| PROBLEM DESCRIPTION |
Render every line of the data below as a JSON list of strings, with one string per line and blank lines omitted. Leave the pictures out of your answer.
════════
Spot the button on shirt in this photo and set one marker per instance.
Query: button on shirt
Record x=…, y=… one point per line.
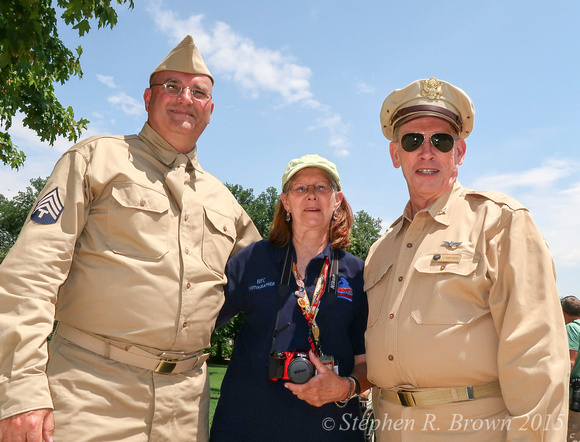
x=465, y=294
x=123, y=260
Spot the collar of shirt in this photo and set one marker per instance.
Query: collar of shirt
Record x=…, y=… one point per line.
x=163, y=150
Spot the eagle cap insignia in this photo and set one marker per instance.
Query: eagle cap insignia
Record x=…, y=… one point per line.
x=432, y=89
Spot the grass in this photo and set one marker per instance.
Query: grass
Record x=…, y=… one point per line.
x=216, y=376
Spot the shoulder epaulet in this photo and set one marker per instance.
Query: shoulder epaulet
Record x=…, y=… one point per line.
x=497, y=197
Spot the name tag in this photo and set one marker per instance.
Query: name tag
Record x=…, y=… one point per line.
x=447, y=258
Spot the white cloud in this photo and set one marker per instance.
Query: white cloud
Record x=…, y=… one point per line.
x=107, y=80
x=363, y=88
x=546, y=175
x=128, y=104
x=553, y=198
x=253, y=69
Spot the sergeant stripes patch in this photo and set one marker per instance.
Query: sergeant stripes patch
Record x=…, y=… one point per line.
x=48, y=209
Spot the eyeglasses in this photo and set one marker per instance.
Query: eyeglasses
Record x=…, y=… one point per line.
x=174, y=88
x=413, y=141
x=319, y=189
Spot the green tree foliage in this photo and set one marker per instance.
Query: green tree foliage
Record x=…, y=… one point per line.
x=260, y=208
x=33, y=59
x=14, y=212
x=365, y=231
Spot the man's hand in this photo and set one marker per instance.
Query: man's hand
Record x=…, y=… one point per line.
x=32, y=426
x=323, y=388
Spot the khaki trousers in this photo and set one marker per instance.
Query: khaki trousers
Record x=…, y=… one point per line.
x=97, y=399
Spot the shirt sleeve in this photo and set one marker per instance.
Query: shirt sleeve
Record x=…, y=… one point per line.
x=359, y=325
x=31, y=275
x=533, y=360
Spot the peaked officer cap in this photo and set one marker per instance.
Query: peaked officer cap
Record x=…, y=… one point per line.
x=424, y=98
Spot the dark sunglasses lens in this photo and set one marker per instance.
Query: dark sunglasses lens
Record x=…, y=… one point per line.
x=442, y=142
x=411, y=142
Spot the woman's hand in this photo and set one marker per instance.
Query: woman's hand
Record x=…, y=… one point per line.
x=323, y=388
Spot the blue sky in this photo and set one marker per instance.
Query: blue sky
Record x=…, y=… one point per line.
x=310, y=77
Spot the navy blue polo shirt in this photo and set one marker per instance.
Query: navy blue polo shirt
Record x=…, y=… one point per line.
x=254, y=408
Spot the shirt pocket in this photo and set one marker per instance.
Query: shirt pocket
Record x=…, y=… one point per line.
x=375, y=285
x=447, y=292
x=219, y=237
x=138, y=220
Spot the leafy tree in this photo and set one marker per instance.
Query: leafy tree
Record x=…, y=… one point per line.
x=260, y=208
x=14, y=212
x=33, y=58
x=365, y=231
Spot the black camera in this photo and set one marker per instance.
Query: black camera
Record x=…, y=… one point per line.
x=575, y=395
x=294, y=366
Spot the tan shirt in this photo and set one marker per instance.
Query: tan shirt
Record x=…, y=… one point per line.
x=123, y=261
x=465, y=294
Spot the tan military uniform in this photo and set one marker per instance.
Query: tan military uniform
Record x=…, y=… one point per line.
x=126, y=264
x=462, y=295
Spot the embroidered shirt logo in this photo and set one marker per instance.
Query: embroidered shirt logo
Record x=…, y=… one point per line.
x=48, y=209
x=261, y=283
x=344, y=290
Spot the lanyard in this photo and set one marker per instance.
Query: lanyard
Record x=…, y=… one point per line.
x=284, y=290
x=311, y=310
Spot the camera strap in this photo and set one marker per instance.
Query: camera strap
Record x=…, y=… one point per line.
x=284, y=289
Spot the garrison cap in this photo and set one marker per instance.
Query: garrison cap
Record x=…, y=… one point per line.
x=310, y=160
x=185, y=57
x=428, y=98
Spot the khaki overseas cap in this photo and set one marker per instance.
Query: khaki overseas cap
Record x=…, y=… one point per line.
x=185, y=57
x=310, y=160
x=424, y=98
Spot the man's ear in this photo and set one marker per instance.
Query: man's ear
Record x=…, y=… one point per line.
x=394, y=151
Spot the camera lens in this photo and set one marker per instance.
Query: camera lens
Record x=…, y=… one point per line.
x=575, y=396
x=300, y=370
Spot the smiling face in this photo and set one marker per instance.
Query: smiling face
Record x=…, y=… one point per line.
════════
| COMPLETED TASK |
[
  "Spot the button on shirt in this photo and set one marker per instance.",
  "Query: button on shirt",
  "Record x=…, y=… one point per line.",
  "x=465, y=294",
  "x=123, y=260",
  "Spot the collar of shirt in this photo and set one marker per instance.",
  "Query: collar of shirt",
  "Record x=…, y=… one point per line.",
  "x=163, y=150",
  "Spot the eagle cap insignia in this photo and set one marker per instance.",
  "Query: eagle cap insignia",
  "Record x=…, y=… one point per line.",
  "x=432, y=89",
  "Spot the grass in this photo and set one marker per instance.",
  "Query: grass",
  "Record x=…, y=… one point per line.",
  "x=216, y=376",
  "Spot the shoulder epaulet in this photo and set one marker per instance.",
  "Query: shoulder epaulet",
  "Record x=…, y=… one point per line.",
  "x=497, y=197",
  "Spot the name tag in this photo and set one marker per instance.",
  "Query: name tag",
  "Record x=…, y=… one point per line.",
  "x=447, y=258",
  "Spot the white cloud in this photo and set one marker per instance.",
  "Query: white cloud",
  "Record x=…, y=… one point per line.",
  "x=107, y=80",
  "x=363, y=88",
  "x=546, y=175",
  "x=128, y=104",
  "x=553, y=198",
  "x=253, y=69",
  "Spot the sergeant stripes patch in this photo and set one marker per instance.",
  "Query: sergeant stripes patch",
  "Record x=…, y=… one point per line.",
  "x=48, y=209",
  "Spot the eyeglasses in this photo and set one marker per instance.",
  "Query: eyeglasses",
  "Record x=…, y=… one point per line.",
  "x=174, y=88",
  "x=413, y=141",
  "x=319, y=189",
  "Spot the green tree foliage in this photo and set one marker per instance.",
  "Query: green tree foliage",
  "Record x=…, y=… one point per line.",
  "x=260, y=208",
  "x=33, y=59",
  "x=14, y=212",
  "x=365, y=231",
  "Spot the man's hand in this photo and set one marker per instance.",
  "Query: man's hand",
  "Record x=…, y=… one point per line.",
  "x=32, y=426",
  "x=323, y=388",
  "Spot the khaki trousers in this photo and set one marker per instance.",
  "Query: khaki trousers",
  "Record x=…, y=… one point per line.",
  "x=97, y=399",
  "Spot the shirt sleeve in this photo and set one marker per instance.",
  "Query: shirt sleeve",
  "Record x=…, y=… one point per line.",
  "x=359, y=325",
  "x=31, y=275",
  "x=533, y=360",
  "Spot the peaked officer cap in this photo and set one marker per instance.",
  "Query: peaked officer cap",
  "Record x=…, y=… one point per line.",
  "x=424, y=98",
  "Spot the dark sunglasses lens in this photo and set one marker per instance.",
  "Query: dark sunglasses lens",
  "Record x=…, y=… one point per line.",
  "x=442, y=142",
  "x=411, y=142",
  "Spot the woman's hand in this photo and set one marker per instance.",
  "Query: woman's hand",
  "Record x=…, y=… one point per line.",
  "x=323, y=388",
  "Spot the blue sky in this photo and set one marker per instance.",
  "Query: blue sky",
  "Record x=…, y=… one point per line.",
  "x=310, y=77",
  "Spot the navy blue polo shirt in this photo and set one marker per instance.",
  "Query: navy blue polo shirt",
  "Record x=…, y=… one point per line.",
  "x=254, y=408",
  "Spot the shirt pocket in this photo and set one marker per instance.",
  "Query: shirt pocket",
  "Record x=…, y=… one point per line.",
  "x=375, y=285",
  "x=447, y=292",
  "x=219, y=237",
  "x=138, y=220",
  "Spot the leafy tree in this photo and set one marker per instance.",
  "Query: leafy tree",
  "Record x=…, y=… one point per line.",
  "x=260, y=208",
  "x=14, y=212",
  "x=33, y=58",
  "x=365, y=231",
  "Spot the black camera in this photo and set one marker per instance.",
  "Query: black camera",
  "Record x=…, y=… one point per line.",
  "x=575, y=395",
  "x=294, y=366",
  "Spot the tan shirt in this photo and set one marker per instance.",
  "Query: tan shirt",
  "Record x=…, y=… one point per line.",
  "x=123, y=261",
  "x=465, y=294",
  "Spot the tan military uniform in this photo and set one marker per instance.",
  "Query: tan military uniform",
  "Record x=…, y=… one point per line.",
  "x=126, y=264",
  "x=462, y=295",
  "Spot the embroidered shirt logo in this photo and set one marker per instance.",
  "Query: embroidered shirt logo",
  "Record x=…, y=… one point per line.",
  "x=48, y=209",
  "x=261, y=283",
  "x=344, y=290",
  "Spot the lanyard in this photo and set one marker per instance.",
  "Query: lanyard",
  "Record x=…, y=… one point per line.",
  "x=284, y=290",
  "x=311, y=310",
  "Spot the camera strap in this photo and set one marker per instance.",
  "Query: camera strap",
  "Record x=…, y=… one point per line.",
  "x=284, y=289",
  "Spot the garrison cap in this photo and set one marker per instance.",
  "Query: garrison cap",
  "Record x=…, y=… one point per line.",
  "x=310, y=160",
  "x=185, y=57",
  "x=428, y=98",
  "Spot the khaki overseas cap in this photo and set one marker per instance.",
  "Query: khaki overseas cap",
  "Record x=…, y=… one point per line.",
  "x=185, y=57",
  "x=310, y=160",
  "x=424, y=98",
  "Spot the man's ear in this photo and set one marker per instance.",
  "Query: man's ear",
  "Record x=…, y=… one point per line.",
  "x=394, y=151",
  "Spot the camera lens in this photo and set one marker per instance.",
  "Query: camera lens",
  "Record x=…, y=… one point per line.",
  "x=575, y=396",
  "x=300, y=370",
  "Spot the smiling face in this photo and set one marker per instance.",
  "Query: smiling face",
  "Record x=…, y=… one point per line."
]